__WHAT YOU NEED TO DO__. Write out the lines below once more, exactly as they appear. Do not include pictures.

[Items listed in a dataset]
= = = = = = =

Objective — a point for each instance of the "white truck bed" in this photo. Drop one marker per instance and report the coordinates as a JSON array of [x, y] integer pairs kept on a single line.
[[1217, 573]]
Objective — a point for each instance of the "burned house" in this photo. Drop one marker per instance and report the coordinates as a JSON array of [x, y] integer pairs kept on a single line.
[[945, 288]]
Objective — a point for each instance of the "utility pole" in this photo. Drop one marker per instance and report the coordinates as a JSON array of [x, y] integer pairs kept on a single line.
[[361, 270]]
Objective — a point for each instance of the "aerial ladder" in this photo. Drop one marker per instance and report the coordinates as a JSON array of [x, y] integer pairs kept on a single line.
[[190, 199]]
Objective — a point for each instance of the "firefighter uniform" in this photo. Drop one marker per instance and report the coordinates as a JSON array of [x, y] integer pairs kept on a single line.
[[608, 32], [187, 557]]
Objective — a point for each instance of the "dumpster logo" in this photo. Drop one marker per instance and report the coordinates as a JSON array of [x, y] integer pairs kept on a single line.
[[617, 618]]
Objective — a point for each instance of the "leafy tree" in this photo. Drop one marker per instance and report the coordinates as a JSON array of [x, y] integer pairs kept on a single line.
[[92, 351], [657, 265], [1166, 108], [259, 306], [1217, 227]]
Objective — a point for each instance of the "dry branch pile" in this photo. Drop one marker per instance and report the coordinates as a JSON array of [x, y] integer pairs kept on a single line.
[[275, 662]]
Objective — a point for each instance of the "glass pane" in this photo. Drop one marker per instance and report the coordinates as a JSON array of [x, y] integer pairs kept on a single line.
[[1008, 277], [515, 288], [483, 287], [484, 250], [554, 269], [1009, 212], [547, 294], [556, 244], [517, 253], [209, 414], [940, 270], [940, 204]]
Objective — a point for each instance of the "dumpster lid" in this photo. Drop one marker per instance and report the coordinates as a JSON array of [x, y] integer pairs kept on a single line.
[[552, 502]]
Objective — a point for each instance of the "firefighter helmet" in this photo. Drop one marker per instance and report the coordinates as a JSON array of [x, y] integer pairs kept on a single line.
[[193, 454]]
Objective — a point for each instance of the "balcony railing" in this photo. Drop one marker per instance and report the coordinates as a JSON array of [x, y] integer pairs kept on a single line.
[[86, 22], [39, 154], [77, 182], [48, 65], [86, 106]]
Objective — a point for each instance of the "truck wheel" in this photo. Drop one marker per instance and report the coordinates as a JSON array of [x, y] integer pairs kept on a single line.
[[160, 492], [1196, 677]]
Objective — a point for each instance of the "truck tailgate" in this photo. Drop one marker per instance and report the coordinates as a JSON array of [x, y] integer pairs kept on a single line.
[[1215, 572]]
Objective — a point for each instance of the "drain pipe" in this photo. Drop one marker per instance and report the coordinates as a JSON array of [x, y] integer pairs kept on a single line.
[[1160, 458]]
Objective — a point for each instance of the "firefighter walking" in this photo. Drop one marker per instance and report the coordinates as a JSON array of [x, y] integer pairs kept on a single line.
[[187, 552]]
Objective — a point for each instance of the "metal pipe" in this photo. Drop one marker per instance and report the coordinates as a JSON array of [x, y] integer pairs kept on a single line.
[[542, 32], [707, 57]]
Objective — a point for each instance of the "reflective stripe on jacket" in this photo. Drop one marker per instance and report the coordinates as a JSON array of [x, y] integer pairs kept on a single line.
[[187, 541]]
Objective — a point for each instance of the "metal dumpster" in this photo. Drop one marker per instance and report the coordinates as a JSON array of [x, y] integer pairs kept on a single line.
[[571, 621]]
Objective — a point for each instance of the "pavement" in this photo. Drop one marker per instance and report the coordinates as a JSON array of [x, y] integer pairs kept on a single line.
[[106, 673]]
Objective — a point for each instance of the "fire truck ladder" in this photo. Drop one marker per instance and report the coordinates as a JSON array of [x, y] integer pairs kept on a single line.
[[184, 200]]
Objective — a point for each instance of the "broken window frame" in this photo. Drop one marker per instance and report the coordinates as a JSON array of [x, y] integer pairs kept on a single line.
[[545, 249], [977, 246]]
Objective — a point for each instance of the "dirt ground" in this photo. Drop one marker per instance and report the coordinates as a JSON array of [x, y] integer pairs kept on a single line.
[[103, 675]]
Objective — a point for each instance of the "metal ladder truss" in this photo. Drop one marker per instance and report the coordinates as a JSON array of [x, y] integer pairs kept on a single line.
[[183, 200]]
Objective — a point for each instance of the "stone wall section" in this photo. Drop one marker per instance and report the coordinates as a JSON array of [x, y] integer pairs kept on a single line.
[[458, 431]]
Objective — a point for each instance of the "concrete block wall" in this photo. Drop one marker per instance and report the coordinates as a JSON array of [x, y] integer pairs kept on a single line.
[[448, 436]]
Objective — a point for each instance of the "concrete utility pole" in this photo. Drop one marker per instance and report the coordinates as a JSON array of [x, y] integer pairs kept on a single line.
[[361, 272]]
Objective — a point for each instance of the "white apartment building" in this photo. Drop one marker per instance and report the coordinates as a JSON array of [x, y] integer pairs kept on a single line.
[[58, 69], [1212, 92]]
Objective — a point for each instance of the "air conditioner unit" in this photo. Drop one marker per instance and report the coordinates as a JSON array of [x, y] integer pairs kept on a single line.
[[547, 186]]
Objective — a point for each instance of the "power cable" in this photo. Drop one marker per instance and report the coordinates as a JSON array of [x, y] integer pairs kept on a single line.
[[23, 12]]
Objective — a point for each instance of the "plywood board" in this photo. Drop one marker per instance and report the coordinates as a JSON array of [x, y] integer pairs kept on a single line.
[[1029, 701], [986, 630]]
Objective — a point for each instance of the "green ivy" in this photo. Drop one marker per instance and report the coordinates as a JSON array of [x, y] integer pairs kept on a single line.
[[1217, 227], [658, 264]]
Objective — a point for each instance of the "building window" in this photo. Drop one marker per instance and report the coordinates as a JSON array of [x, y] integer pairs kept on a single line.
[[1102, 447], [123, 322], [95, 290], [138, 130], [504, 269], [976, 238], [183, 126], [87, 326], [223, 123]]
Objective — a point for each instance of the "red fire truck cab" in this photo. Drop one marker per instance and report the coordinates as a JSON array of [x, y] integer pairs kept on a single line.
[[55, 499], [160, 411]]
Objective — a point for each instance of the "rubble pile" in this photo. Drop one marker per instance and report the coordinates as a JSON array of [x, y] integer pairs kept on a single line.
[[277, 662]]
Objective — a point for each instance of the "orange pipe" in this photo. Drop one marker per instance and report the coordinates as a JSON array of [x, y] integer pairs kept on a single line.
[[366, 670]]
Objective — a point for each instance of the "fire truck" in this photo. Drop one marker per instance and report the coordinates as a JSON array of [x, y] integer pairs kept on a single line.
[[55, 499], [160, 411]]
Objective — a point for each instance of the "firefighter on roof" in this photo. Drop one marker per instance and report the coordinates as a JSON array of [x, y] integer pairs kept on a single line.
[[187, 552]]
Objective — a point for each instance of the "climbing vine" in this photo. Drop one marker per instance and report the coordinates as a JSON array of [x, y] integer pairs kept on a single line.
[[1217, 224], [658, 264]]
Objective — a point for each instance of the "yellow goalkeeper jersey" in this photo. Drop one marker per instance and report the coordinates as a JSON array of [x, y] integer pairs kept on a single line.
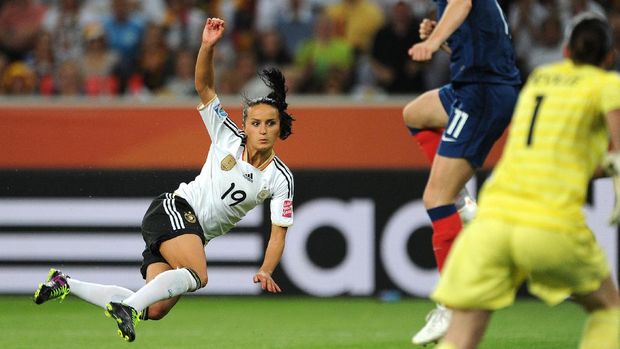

= = = = = = =

__ANSWER SECTION__.
Objective — a point for each instance of the "white truck bed" in this photo. Drop one marker per instance and report the coordinates as a JSON array of [x, y] integer pairs kept on a single line.
[[1217, 573]]
Objective — a point for each instance of the "burned house" in this photo. Drop one marker per instance and report the coordinates as a JSON array of [x, y] integer pairs kept on a single line.
[[945, 288]]
Objective — a point for each instance of the "utility pole" in this photo. Drop one marker per instance and report the coordinates as a JSON array of [x, y] integer pairs kept on a single line.
[[361, 270]]
Objective — a point for each instance of the "aerial ladder" in this photo. Drop one marker per instance and report the coordinates as a JSON array of [x, y] integer pairs kept on a single line.
[[190, 199]]
Objective — a point for each instance of the "firefighter uniform" in this photo. Drop one marker per instance and report the coordinates as a JSON array of [x, y] integer pairs kept on a single line.
[[608, 32], [187, 557]]
Objective — a point for each instance of the "dumpster logo" in this photo. Drop one marker per instance and report the coordinates as a JSON array of [x, y] integer pairs kept on a single line.
[[617, 618]]
Objective — a point for each instance of the "leafy tree" in this photo. Drop one marker per instance and report the coordinates as a JSON array of [x, y] integer pairs kept on a single line.
[[92, 351], [657, 265], [1166, 108], [259, 306], [1217, 227]]
Objective — a point for each instance of the "dry branch pile" in this photo. Drop one marker per instance and report the coordinates as a JSON array of [x, y] integer pairs kept on a single line.
[[275, 662]]
Objective — a point for each instance of the "glass pane" in this photo. Drop one marker per instance and report the coordinates as a JSON array of [x, y] integer pairs kept on a single line.
[[1008, 277], [515, 288], [483, 287], [484, 250], [554, 269], [1009, 212], [547, 294], [556, 244], [517, 253], [209, 414], [940, 270], [940, 204]]
Objective — a point for each instance of the "dumpster lid" in this photo. Drop one marker per instance and report the coordinates as a JSON array of [x, y] integer pairs kept on a single line.
[[552, 502]]
Objective — a point for each instance of the "firefighter helmet" in this photo. Drop one marker per instance and report the coordinates as a JSON array of [x, y] integer pairs kept on a single line.
[[193, 454]]
Objective — a point for each instance of the "balcony railing" in this photo. Drop one marker per instance and report the coordinates as a JSON array of [x, y] integer pairs kept on a single line.
[[86, 22], [39, 154], [77, 182], [48, 65], [86, 106]]
Objective — a point for each instance of the "truck wheel" in this photo. Drop one marker per instance and report the coordinates as a JSON array of [x, y] integer pairs kept on a single line.
[[160, 492], [1196, 677]]
Objective — a point for each instance of the "truck tailgate" in this photo. Drop one marker per instance and report the coordinates as a JSON array of [x, y] integer pairs kept on a single line.
[[1215, 572]]
Objective — a point for each instance of the "drain pipe" in this photo. Drop one marker per instance and report the coordinates as a JSON array of [x, y] integer pairs kept on a single line.
[[1160, 458]]
Objective — a point for each instance of the "firefighter walking" in this photo. Drop one marker per instance and report the coordinates as a JSON array of [x, y] integer pairs kept on a single line.
[[187, 552]]
Objective — a point for each instance of the "metal pipe" in this photo. Drop one marker per instance and report the coordinates as a JSON array of [x, y] integer pairs kept on a single line.
[[542, 32], [707, 57]]
Objective — a point for each instance of the "reflective stripe on jacket" in this photo. Drop one marker per instance and report the coordinates as a JSON array of [x, y] integer pairs kept on a single line.
[[187, 541]]
Objective — a point for each instance of the "metal dumpster" in this photo. Drop one marker per instance and report the coordinates as a JSON array of [x, y] integer pairs kept on a single line.
[[571, 621]]
Objective — a point for each instance of the "pavement" in this photo. Drop one marker per instance and report the coordinates as a JSON array of [x, y] integer pairs kept on a single line.
[[106, 673]]
Objective — a point for each instance of the "fire truck ladder" in this photo. Drop one marker per instance and report the coordinates as a JSON array of [x, y] integer pairs kept on a single line.
[[184, 200]]
Objective — a point for each instance of the "broken window frame" in this photo. Drop one marker per instance and report the coordinates as a JSON array of [x, y] integer pairs kept on a single line.
[[545, 249], [977, 246]]
Objective — a point for each instance of the "dirt ground" in this photo. Drop one marker per instance and report the coordinates as a JSON array of [x, y] integer pairs kept on a single line.
[[103, 675]]
Objective — a point for each instance of the "metal ladder truss" in this photo. Drop one marker per instance and report the coordinates as a JSON array of [x, y] integer pairs kept on a single line.
[[183, 200]]
Objective — a point for each instance of the "stone wall section" in this photo. Drop one marker per instance and report the coordinates as a JSON array of [x, y] integer pairs kept on a single line.
[[458, 431]]
Objective — a point for each instance of the "concrete block wall" in this photo. Drop one marker per instance and report the coordinates as a JSON array of [x, y] integer pairs kept on a single line.
[[448, 436]]
Objective — a point for each instance of the "concrete utility pole" in this photo. Drop one marker per instance and report the coordinates as a JSON array of [x, y] integer pairs kept on a single line.
[[361, 272]]
Objective — a point for each instance of the "white apartment building" in this photo. Drop one marker per instance and report the coordinates as a JSON array of [x, y] integer pairs kept on a single line.
[[58, 69], [1212, 92]]
Objective — a point for each instance of the "air conditioner unit" in this photo. Drop one marker per instance and report the coordinates as a JSON array of [x, y] integer pairs kept on a single line.
[[547, 186]]
Objective — a point for each instance of the "power cable" in this photo. Drop one marker per instance and report the coordinates as a JSON array of [x, y] integer pairs kept on a single line.
[[23, 12]]
Objective — a point for each instance of the "plywood board" in this photo. Drop one marker per instance and report the coordinates as a JSON array of [x, y] integer pairs kept on a single line.
[[1029, 701], [986, 630]]
Objective — a point for each instance of the "green ivy" in this photo. Drop one marker per instance and report the coordinates as a JSON array of [x, y] integer pairs kept on a single line.
[[1217, 227], [658, 264]]
Objective — a point for each instance of the "building window" in this photo. Drop one marker per instance and report the coordinates as a JSON array of [x, y] integer pairs kept on a single line.
[[1102, 447], [123, 322], [95, 290], [138, 130], [504, 269], [976, 238], [183, 126], [87, 326], [223, 123]]
Objective — a point for each instance of the "red fire truck cab" in this photo. Drop one marker per instance and report the coordinates as a JSON array of [x, y] integer pairs kept on a single line.
[[55, 499], [160, 411]]
Objective — a point for each instance of the "rubble pile" in this photo. Drop one marker per instance and report the coordinates as a JSON array of [x, y] integer pairs kept on a single line.
[[277, 662]]
Objective — a point for each instance of the "orange pipe" in this photo. Drop one marker per instance and report the coordinates as a JSON array of [x, y] integer pairs kept on a single line.
[[366, 670]]
Objective — a point for each instance of the "fire truck" in this photo. Drop one marker per instance and report the coordinates as a JSON array of [x, y] integer pairs kept on a single line.
[[55, 499], [160, 411]]
Objective — a point for each instance of the "firefighter on roof" in this photo. Drop one marker per instance and report the coordinates as a JSON array of [x, y] integer pairs kept on a single line.
[[187, 552]]
Objective — a point for each instance of the "climbing vine" in this photo. Drop one marker per instance and report the coordinates as a JSON array of [x, y] integer pairs kept on a single line.
[[1217, 224], [658, 264]]
Objective — a point for each instance of the "yellow goalkeeper jersey" in this photo. Drop one marker per instance and report the coordinates as a JSON array of [x, y] integer pairs kept on a single line.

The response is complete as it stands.